* [PROVIDED DATA]:

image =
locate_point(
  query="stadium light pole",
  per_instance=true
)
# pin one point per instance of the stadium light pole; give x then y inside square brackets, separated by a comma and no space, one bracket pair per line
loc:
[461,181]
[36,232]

* [WHAT THIS TASK INVOLVES]: Rewrite these lines so that every "stadium light pole" becomes "floodlight tower", leaving everything else unchanged.

* [EXERCISE ANSWER]:
image =
locate_point(
  query="floodlight tower",
  per_instance=true
)
# pin one point per instance of the floodlight tower; give x then y inside square brackets, separated by a comma and no space, one bracket pair per line
loc:
[461,181]
[36,232]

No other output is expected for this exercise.